*Problem requirements*: Print the complete listing so that it matches the original exactly.

*Supplied records*:
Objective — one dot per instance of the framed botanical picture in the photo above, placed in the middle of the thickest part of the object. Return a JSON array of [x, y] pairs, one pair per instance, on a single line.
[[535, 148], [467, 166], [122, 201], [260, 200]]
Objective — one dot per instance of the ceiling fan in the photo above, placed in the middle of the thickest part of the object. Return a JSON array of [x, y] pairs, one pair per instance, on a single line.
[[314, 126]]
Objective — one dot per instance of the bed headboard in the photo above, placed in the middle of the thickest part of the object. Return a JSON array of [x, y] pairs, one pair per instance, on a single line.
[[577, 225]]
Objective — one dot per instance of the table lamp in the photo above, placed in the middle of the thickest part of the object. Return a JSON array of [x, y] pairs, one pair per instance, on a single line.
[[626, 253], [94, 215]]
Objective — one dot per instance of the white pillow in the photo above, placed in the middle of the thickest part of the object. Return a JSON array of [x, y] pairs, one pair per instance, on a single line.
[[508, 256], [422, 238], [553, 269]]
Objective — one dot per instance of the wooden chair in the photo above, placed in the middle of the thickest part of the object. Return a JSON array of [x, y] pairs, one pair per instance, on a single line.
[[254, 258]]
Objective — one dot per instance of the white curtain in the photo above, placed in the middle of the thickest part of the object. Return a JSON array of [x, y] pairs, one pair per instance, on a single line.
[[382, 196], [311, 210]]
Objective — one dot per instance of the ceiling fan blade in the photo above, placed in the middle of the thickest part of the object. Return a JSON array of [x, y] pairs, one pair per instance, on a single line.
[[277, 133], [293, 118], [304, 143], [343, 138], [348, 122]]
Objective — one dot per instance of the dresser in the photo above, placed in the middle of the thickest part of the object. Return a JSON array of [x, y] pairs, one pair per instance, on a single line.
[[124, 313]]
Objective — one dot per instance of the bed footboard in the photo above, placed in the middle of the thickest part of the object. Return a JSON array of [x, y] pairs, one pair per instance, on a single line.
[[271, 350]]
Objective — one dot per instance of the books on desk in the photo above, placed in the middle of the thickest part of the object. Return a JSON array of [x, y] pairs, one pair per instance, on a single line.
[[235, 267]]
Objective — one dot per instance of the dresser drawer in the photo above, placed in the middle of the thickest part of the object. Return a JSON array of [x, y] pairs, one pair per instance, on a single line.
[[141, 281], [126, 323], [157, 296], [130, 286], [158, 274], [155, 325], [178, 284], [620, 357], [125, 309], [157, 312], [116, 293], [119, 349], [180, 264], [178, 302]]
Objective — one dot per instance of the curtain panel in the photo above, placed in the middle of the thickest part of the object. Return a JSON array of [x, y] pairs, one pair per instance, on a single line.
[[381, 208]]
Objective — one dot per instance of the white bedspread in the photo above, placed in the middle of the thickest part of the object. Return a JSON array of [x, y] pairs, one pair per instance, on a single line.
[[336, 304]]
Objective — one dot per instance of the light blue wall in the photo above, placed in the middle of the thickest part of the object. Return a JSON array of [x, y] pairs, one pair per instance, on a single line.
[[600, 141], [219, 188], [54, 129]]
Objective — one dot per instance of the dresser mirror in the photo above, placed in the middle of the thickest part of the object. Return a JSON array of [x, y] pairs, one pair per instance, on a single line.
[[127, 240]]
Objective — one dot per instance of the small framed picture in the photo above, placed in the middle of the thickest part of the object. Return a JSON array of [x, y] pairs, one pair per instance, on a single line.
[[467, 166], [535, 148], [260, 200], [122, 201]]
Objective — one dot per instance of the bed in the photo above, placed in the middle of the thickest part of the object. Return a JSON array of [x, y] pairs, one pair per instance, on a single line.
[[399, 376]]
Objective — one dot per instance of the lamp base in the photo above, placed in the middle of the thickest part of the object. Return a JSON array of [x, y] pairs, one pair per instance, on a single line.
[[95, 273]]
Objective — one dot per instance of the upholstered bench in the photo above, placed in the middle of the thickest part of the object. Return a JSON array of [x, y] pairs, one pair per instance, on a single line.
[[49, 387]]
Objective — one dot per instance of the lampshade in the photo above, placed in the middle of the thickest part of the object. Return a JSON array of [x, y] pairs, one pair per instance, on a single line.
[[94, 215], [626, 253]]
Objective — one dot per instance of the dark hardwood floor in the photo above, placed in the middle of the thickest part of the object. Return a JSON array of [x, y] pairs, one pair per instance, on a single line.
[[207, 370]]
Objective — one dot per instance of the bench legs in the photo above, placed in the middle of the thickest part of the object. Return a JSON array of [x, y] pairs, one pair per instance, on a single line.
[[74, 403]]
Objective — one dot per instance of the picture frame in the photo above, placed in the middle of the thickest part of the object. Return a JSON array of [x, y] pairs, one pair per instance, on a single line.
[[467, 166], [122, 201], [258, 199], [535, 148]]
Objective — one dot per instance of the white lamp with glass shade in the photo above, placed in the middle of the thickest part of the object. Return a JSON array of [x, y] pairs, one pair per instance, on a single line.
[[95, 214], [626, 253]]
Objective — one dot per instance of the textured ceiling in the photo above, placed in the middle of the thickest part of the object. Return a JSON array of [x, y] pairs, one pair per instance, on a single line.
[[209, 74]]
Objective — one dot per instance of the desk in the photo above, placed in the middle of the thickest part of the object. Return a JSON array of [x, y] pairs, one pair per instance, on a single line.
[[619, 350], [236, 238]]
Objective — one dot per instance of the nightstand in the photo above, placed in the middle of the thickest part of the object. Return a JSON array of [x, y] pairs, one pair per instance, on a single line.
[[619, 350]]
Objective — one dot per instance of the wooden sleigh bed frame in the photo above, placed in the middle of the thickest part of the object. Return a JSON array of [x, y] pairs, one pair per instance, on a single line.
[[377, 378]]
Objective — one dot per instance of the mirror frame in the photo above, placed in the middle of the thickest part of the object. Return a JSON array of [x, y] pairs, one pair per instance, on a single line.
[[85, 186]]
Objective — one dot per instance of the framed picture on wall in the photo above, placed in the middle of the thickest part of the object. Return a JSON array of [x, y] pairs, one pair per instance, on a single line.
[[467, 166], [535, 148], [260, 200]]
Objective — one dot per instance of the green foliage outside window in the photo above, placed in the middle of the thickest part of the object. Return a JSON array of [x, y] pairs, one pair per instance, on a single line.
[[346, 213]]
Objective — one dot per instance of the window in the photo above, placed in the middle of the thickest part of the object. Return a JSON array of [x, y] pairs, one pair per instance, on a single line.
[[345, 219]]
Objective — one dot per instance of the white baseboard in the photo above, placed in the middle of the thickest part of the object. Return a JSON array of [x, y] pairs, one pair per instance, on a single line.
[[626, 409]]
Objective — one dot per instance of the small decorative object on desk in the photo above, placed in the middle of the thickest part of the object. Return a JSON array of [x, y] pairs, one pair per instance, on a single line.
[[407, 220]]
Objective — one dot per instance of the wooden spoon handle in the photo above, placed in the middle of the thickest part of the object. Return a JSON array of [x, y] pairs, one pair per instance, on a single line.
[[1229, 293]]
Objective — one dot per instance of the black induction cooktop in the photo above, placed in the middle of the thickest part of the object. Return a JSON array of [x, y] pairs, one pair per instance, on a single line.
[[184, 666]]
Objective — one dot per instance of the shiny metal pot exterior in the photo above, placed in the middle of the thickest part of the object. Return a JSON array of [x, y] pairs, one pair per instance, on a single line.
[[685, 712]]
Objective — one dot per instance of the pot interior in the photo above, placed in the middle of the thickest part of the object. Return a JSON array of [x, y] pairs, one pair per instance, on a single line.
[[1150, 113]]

*Exercise solution*:
Objective — one dot per instance of the framed botanical picture in the photo above, placed in the middle of the thickest part of the object. Return a JSON array of [x, y] pairs, one pair per instance, on a single line.
[[535, 148], [467, 166], [122, 201], [260, 200]]
Objective — one dot per instance of the ceiling fan in the photo above, placed in the middle of the thickest part of the object. Return a JSON array of [x, y] pairs, one pair per instance, on a single line.
[[314, 126]]
Objective — one dot per instance of the bed headboard in the photo above, placed in the middle of the thickest part of the object. Return a JSON array of [x, y] pairs, one pair per instance, on a single line.
[[577, 225]]
Objective — one dot per instance of the table lamp in the photo above, placed in the middle of the thickest part of the object. Return a JSON array of [x, y] pairs, one pair per instance, on a single line.
[[626, 253], [94, 215]]
Objective — one dot per instance of the white pillow in the photo above, placed in the middle of the thickest part of the object. Return a JSON array of [x, y] pairs, one pair per instance, on a single line.
[[508, 256], [422, 238], [553, 269]]
Objective — one dot per instance of the wooden chair in the photo above, placed in the middle of the thickest part of the object. Return a JSON array of [x, y] pairs, one pair per instance, on a single line.
[[254, 258]]
Objective — one dot per instance of the white curtain in the photo above, placed in the middle of the thickest part of the object. Return a JSON array of [x, y] pairs, one pair per instance, on a single line.
[[382, 196], [311, 210]]
Objective — one dot per instance of the ceiling fan blade in the photo above, placed in the middle of the thickest part of the object. Return a JSON array of [x, y] pairs, one pair per instance, on a single line.
[[277, 133], [293, 118], [304, 143], [343, 138], [348, 122]]
Objective — one dot per instance of the dresser in the photo above, placed in the middle of the thickest part of the object. Return a JSON array of [x, y] pairs, one pair per instance, on a single line.
[[124, 313]]
Objective — one dot per instance of the bed footboard in the photo above, placed in the middle of the thickest part of the object. Return a JSON array of [x, y] pairs, one pair per instance, on a single line.
[[271, 350]]
Objective — one dot per instance of the books on desk in the photo above, placed in the middle of the thickest part of the object. Return a JSON array of [x, y] pairs, one pair per instance, on a single line.
[[235, 267]]
Objective — one dot per instance of the dresser drawer in the photo above, placed in the middle of the thickest part of the object. Return a JSON array of [x, y] pairs, one pair per instance, on a single line.
[[141, 281], [126, 323], [157, 296], [130, 286], [158, 274], [155, 325], [178, 284], [620, 357], [125, 309], [157, 312], [116, 293], [119, 349], [180, 264], [178, 302]]
Objective — one dot per instance of the curtain panel in the photo above, placed in the middle of the thickest part of the object. Return a JSON array of [x, y] pairs, one pair per instance, on a single line.
[[381, 208]]
Objective — one dot per instance of the white bedspread in the photo above, placed in the middle of the thickest part of the object. Return a JSON array of [x, y] pairs, one pair per instance, on a single line.
[[336, 304]]
Objective — one dot per instance of the light blue wall in the photo above, placed in the middle of the thickest part of the object. Return a JSON array of [x, y] pairs, one pair per instance, on a single line.
[[600, 141], [219, 188], [54, 129]]
Objective — one dot per instance of the dresser mirror in the photo above, placed in the middle of the thickest part of the object. Return a JSON array of [x, y] pairs, one pair per instance, on a single line.
[[127, 240]]
Objective — one dot per instance of the small framed picture in the photo above, placed in the middle of the thickest part of the object. Return a JSON array of [x, y] pairs, one pair per instance, on a single line.
[[467, 166], [535, 148], [260, 200], [122, 201]]
Objective — one dot per instance of the bed in the photo above, placed in the middle of the thickest part of the object. Return a JSON array of [x, y] pairs, one pair per instance, on a single line.
[[399, 376]]
Objective — one dot per instance of the lamp base in the photo above, placed in the middle of the thickest part of the object. Return a JSON array of [x, y] pairs, one pair per instance, on a single line.
[[95, 273]]
Objective — one dot per instance of the upholstered bench in the photo above, placed in the middle of the thickest part of the object. Return a JSON array of [x, y] pairs, one pair per instance, on a single line.
[[49, 387]]
Objective — one dot per instance of the lampshade in the photo above, placed in the middle of the thickest part of the object. Return a JSON array of [x, y] pairs, one pair per instance, on a single line.
[[94, 215], [626, 253]]
Objective — one dot per instance of the dark hardwood floor in the photo above, placed in the middle of the thickest part of the object. Return a JSON array of [x, y] pairs, one pair per instance, on a single line.
[[207, 370]]
Objective — one dot per instance of the bench legs in the photo above, placed in the middle of the thickest part of the object. Return a JSON array of [x, y] pairs, one pair per instance, on a single line.
[[74, 403]]
Objective — one dot per instance of the picture frame in the photo above, placed in the middle of the thickest part of the object. Return a JSON array of [x, y] pairs, one pair per instance, on a single line.
[[467, 166], [122, 201], [258, 199], [535, 148]]
Objective — one dot per instance of the white lamp with glass shade in the photo above, placed in the middle of the thickest part of the object. Return a JSON array of [x, y] pairs, one pair per instance, on a single line.
[[95, 214], [626, 253]]
Objective — one dot per instance of the textured ceiling in the photo above, placed in the middle of the thickest part of the object. Return a JSON array of [x, y] pairs, one pair per instance, on a single line.
[[209, 74]]
Objective — one dot per instance of the desk in the photo above, placed in the middle of the thickest part of the object. Return a JSON array of [x, y] pairs, one pair per instance, on a single line.
[[619, 350], [236, 238]]
Objective — one dot per instance of the nightstand in the photo above, placed in the middle of the thickest part of the object. Return a JSON array of [x, y] pairs, one pair per instance, on a single line.
[[619, 350]]
Objective — one dot per instance of the wooden sleigh bed frame in the photo above, placed in the middle of the thickest part of the object. Return a JSON array of [x, y] pairs, one pair per instance, on a single line.
[[377, 378]]
Objective — one dot per instance of the mirror frame in the photo above, placed in the middle of the thickest part of the object. Return a JSON array of [x, y] pairs, one pair per instance, on a single line.
[[85, 186]]
Objective — one dot per instance of the framed picture on wall in the photo above, placed in the middle of the thickest part of the object. Return a JSON array of [x, y] pairs, one pair per instance, on a single line.
[[467, 166], [535, 148], [260, 200]]
Objective — one dot per instance of the green foliage outside window in the photo above, placed in the middle of the thickest part of the object. Return a JSON array of [x, y] pairs, one pair per instance, on a single line.
[[346, 213]]
Objective — one dot per instance of the window in the photo above, placed in the middle of the thickest part of the object. Return a JSON array of [x, y] pairs, one pair per instance, on a single line.
[[345, 219]]
Objective — one dot per instance of the white baseboard in the photo above, placed in the middle of the thickest part of the object. Return a JSON array of [x, y] pairs, one pair per instance, on a single line.
[[626, 409]]
Objective — one dot per instance of the small decorative object on desk in the photo above, placed in the middle of the thickest part of the object. Return a JSON array of [x, y] pairs, one pair per instance, on a single line.
[[407, 220]]
Objective — one dot per instance of the wooden spoon handle in the photo above, placed in the middle of the thickest part of the object. Return a JSON array of [x, y] pairs, one pair per instance, on a single line.
[[1229, 293]]
Objective — one dot per instance of the black induction cooktop in the photo above, placed in the middle of the thickest part of the object. Return a JSON array of [x, y] pairs, one pair per instance, on a single line.
[[184, 666]]
Objective — one dot per instance of the shiny metal pot exterior in the photo above, placed in the middle of the thickest part of the object. Return a JSON array of [x, y] pairs, one pair per instance, on a single line.
[[685, 712]]
Objective — one dot per instance of the pot interior in the photo above, placed in the middle of the thickest part of the object. Return a JSON array of [x, y] pairs, one pair per instance, on a single line.
[[1150, 113]]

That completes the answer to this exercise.